Take the data below and filter it for lines containing the word "railing"; show each line found.
-------- Records for this exercise
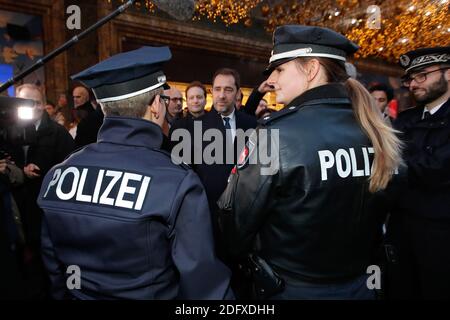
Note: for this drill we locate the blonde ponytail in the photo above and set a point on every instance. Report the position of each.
(387, 146)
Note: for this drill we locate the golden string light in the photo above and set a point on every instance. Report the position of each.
(229, 11)
(383, 28)
(384, 31)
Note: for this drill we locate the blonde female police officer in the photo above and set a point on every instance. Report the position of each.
(119, 214)
(314, 220)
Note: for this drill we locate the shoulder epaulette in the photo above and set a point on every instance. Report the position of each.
(169, 155)
(278, 114)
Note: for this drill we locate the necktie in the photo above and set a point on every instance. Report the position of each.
(228, 136)
(227, 122)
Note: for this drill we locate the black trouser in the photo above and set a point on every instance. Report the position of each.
(423, 251)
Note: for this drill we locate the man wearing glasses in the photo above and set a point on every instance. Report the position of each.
(420, 224)
(175, 107)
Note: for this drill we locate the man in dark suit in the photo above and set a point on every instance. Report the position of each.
(224, 115)
(90, 119)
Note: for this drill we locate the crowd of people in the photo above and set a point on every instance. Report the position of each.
(356, 183)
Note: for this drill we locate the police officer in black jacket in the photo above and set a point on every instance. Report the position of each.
(312, 218)
(420, 224)
(119, 214)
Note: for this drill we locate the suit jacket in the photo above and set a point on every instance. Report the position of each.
(89, 125)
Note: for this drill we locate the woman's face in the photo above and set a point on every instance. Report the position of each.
(196, 100)
(289, 82)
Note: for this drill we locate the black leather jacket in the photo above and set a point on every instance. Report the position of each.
(313, 219)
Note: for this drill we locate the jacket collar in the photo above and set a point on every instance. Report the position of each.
(327, 92)
(130, 131)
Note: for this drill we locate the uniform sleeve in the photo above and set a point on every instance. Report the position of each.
(202, 274)
(248, 192)
(57, 276)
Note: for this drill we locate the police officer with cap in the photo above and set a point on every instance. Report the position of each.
(420, 226)
(119, 213)
(313, 222)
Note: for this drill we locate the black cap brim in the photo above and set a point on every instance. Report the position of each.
(275, 64)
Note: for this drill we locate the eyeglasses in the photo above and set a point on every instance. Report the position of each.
(419, 77)
(165, 98)
(175, 100)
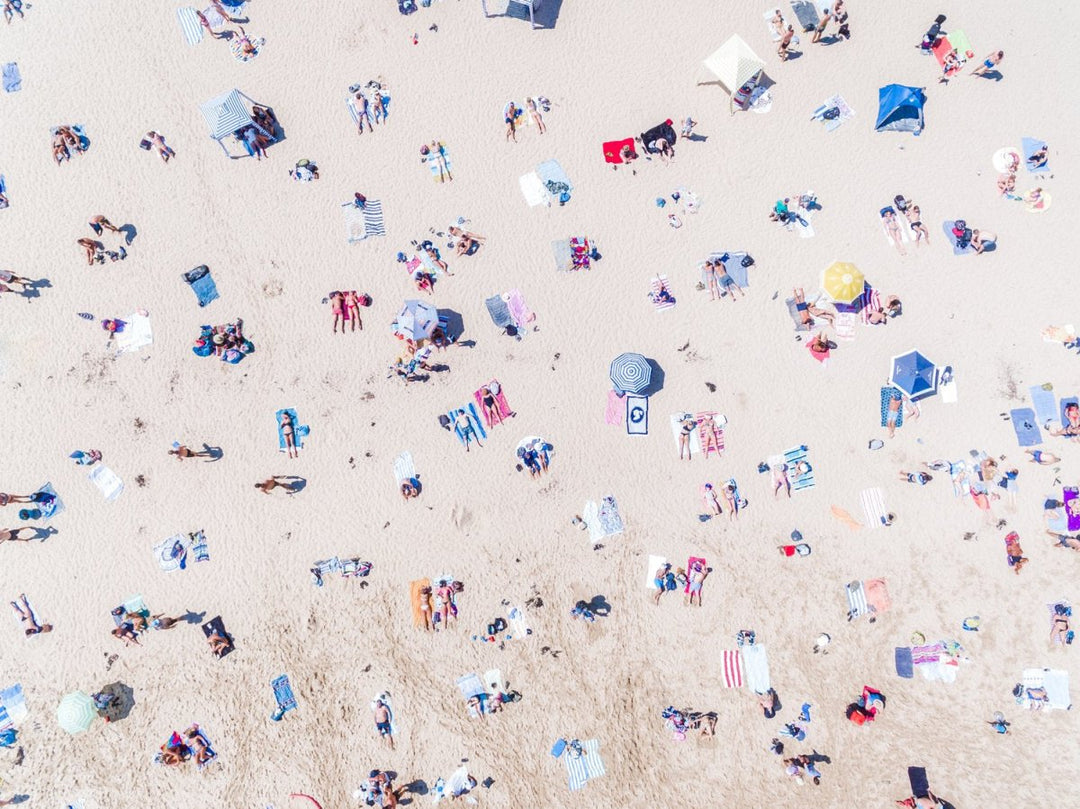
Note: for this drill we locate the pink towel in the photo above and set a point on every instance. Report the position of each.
(518, 309)
(616, 409)
(732, 669)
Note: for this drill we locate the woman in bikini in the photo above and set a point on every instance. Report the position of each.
(286, 430)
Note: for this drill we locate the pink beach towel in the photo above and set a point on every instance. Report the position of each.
(518, 309)
(732, 669)
(500, 404)
(616, 409)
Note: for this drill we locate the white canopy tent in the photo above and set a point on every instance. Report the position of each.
(733, 64)
(227, 113)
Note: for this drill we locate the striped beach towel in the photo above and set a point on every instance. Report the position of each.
(732, 669)
(856, 599)
(189, 24)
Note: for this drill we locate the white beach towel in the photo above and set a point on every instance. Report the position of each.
(107, 482)
(655, 564)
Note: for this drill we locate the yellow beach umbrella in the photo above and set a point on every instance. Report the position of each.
(842, 282)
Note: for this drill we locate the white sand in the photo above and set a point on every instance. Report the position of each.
(277, 247)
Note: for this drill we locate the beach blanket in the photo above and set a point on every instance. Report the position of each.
(137, 333)
(799, 480)
(473, 420)
(171, 553)
(756, 669)
(500, 404)
(499, 311)
(107, 482)
(904, 662)
(676, 422)
(299, 431)
(637, 415)
(718, 422)
(1029, 146)
(518, 309)
(1026, 427)
(834, 102)
(731, 668)
(12, 79)
(957, 250)
(873, 500)
(658, 283)
(202, 284)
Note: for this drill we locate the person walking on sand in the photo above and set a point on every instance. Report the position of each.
(988, 64)
(382, 723)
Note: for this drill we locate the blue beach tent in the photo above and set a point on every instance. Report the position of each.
(900, 109)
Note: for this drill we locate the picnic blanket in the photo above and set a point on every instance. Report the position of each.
(107, 482)
(731, 669)
(834, 102)
(637, 415)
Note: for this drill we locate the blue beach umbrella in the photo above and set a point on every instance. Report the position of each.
(630, 373)
(914, 374)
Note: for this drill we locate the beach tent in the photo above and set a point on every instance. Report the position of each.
(900, 109)
(733, 64)
(229, 112)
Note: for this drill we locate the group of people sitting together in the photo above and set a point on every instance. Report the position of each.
(225, 341)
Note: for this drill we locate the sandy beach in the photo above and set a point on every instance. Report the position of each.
(277, 247)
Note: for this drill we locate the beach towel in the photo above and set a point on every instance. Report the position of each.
(756, 669)
(518, 309)
(1026, 427)
(500, 403)
(612, 150)
(1066, 401)
(655, 564)
(473, 420)
(1029, 146)
(957, 250)
(904, 663)
(283, 696)
(217, 625)
(299, 431)
(878, 599)
(676, 422)
(107, 482)
(658, 283)
(718, 422)
(799, 480)
(403, 468)
(171, 553)
(834, 102)
(806, 13)
(137, 333)
(202, 284)
(856, 599)
(499, 311)
(889, 393)
(12, 79)
(637, 415)
(1068, 495)
(731, 668)
(440, 173)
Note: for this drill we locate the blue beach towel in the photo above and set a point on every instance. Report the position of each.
(12, 79)
(1066, 401)
(1029, 146)
(1026, 427)
(1044, 404)
(299, 431)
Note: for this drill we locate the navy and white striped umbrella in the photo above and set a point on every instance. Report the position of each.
(630, 373)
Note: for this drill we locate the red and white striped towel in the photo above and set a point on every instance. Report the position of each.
(732, 669)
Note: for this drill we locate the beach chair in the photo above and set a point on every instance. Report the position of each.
(283, 696)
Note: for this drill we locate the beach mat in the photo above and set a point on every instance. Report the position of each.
(905, 666)
(1026, 427)
(637, 415)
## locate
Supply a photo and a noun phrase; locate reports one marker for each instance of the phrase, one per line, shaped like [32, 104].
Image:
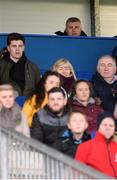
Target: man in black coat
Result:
[73, 28]
[105, 82]
[52, 119]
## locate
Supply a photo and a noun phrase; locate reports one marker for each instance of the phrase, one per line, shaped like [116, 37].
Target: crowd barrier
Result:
[25, 158]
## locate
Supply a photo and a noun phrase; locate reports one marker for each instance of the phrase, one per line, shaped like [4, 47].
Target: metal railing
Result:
[25, 158]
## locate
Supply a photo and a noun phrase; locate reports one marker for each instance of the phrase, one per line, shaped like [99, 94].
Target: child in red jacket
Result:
[101, 152]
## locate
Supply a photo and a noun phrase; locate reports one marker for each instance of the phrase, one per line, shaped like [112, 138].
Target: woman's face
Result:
[64, 70]
[82, 91]
[7, 98]
[51, 82]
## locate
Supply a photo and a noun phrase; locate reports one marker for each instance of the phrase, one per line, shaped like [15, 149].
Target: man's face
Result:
[83, 91]
[73, 28]
[77, 123]
[107, 127]
[7, 98]
[16, 49]
[106, 67]
[56, 102]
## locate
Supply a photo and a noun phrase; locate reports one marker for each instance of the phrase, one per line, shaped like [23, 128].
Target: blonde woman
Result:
[66, 71]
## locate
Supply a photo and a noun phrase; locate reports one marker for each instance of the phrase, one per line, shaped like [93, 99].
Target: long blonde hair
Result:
[61, 62]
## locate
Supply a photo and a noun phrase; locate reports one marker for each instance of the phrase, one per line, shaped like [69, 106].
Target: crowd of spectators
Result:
[58, 109]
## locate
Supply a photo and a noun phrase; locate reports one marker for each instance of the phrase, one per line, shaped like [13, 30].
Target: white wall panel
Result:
[108, 17]
[42, 17]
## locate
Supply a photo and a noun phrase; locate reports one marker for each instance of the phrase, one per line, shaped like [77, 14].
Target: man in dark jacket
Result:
[73, 28]
[105, 82]
[52, 119]
[15, 68]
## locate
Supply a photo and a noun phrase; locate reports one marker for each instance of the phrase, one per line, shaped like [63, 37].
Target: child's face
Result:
[83, 91]
[7, 98]
[77, 123]
[64, 70]
[51, 82]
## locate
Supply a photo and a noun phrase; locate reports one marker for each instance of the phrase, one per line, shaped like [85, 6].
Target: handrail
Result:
[28, 158]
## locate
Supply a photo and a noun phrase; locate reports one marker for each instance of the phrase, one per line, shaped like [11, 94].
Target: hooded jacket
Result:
[31, 75]
[47, 125]
[29, 108]
[91, 111]
[13, 118]
[99, 154]
[105, 91]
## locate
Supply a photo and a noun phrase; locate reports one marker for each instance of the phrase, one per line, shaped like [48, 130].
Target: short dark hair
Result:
[57, 89]
[15, 36]
[72, 19]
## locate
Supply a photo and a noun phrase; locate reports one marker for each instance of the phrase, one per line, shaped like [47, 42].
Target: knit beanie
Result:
[102, 116]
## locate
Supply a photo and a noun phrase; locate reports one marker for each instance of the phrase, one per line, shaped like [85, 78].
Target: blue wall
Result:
[83, 52]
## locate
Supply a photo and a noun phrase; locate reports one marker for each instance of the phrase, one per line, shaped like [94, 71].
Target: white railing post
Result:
[3, 156]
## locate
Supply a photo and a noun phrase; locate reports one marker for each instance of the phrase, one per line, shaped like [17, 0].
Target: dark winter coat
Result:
[31, 75]
[46, 125]
[91, 111]
[105, 91]
[67, 144]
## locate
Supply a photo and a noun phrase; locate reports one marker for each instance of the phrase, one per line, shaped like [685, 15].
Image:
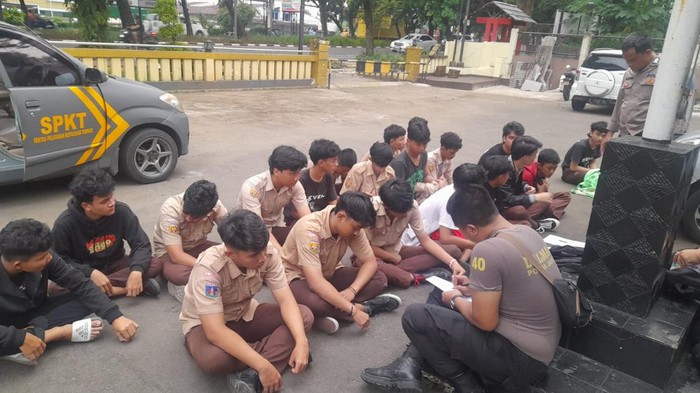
----------------
:: Exercise output ::
Target: metal railing
Target: white railing post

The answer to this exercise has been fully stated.